### Excerpted records:
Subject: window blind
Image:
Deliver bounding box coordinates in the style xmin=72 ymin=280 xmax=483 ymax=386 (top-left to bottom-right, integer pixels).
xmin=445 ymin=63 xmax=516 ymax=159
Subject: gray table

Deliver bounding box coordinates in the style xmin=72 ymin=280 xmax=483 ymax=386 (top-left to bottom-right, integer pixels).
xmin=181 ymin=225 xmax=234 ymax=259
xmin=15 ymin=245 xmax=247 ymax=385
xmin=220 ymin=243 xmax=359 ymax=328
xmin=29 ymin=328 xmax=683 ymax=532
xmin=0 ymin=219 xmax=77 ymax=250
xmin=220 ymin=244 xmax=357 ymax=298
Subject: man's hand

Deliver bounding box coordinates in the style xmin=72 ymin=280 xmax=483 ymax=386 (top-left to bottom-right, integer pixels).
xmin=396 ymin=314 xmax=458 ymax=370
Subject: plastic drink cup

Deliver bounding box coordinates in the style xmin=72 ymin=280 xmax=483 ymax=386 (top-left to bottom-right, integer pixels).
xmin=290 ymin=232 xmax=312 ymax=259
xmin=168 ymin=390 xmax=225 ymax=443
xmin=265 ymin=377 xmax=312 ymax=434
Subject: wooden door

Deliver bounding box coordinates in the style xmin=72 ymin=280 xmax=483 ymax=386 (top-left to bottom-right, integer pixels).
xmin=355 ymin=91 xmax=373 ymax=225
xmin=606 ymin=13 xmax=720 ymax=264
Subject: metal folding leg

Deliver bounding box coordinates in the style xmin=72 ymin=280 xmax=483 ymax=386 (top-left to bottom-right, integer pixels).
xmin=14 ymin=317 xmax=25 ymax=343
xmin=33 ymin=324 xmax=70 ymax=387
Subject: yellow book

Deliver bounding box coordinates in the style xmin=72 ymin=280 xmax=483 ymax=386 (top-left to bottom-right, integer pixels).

### Goal of the exercise:
Each record, exactly as written, is to be printed again.

### Result:
Subject: window blind
Image:
Deliver bounding box coordinates in the style xmin=72 ymin=280 xmax=483 ymax=386 (top-left to bottom-right, integer pixels).
xmin=445 ymin=63 xmax=516 ymax=159
Subject: gray table

Deliver bounding box coordinates in the style xmin=72 ymin=280 xmax=483 ymax=386 (top-left to bottom-right, integer pixels).
xmin=181 ymin=225 xmax=234 ymax=259
xmin=15 ymin=245 xmax=247 ymax=385
xmin=220 ymin=243 xmax=359 ymax=328
xmin=29 ymin=328 xmax=683 ymax=532
xmin=0 ymin=219 xmax=77 ymax=250
xmin=220 ymin=244 xmax=357 ymax=298
Subject: man's hand

Deliver bounding box coordinates in the style xmin=72 ymin=280 xmax=483 ymax=386 (top-left to bottom-right, integer pixels).
xmin=396 ymin=314 xmax=458 ymax=370
Subject: plastic drink cup

Deliver bounding box coordinates in the style xmin=72 ymin=280 xmax=483 ymax=386 (top-left to bottom-right, integer pixels).
xmin=290 ymin=232 xmax=312 ymax=259
xmin=168 ymin=390 xmax=225 ymax=443
xmin=265 ymin=377 xmax=312 ymax=434
Subject: wooden door

Deliver bounding box coordinates in the style xmin=72 ymin=280 xmax=483 ymax=386 (top-left to bottom-right, integer pixels).
xmin=355 ymin=91 xmax=373 ymax=225
xmin=606 ymin=13 xmax=720 ymax=264
Subject: metal folding leg

Deliver bounding box coordinates in the style xmin=72 ymin=280 xmax=483 ymax=386 (top-left to bottom-right, integer pixels).
xmin=14 ymin=317 xmax=25 ymax=343
xmin=33 ymin=324 xmax=70 ymax=387
Subject: yellow book

Deliver bounding box coordinates in the style xmin=72 ymin=280 xmax=483 ymax=386 (top-left to bottom-right, integer pixels).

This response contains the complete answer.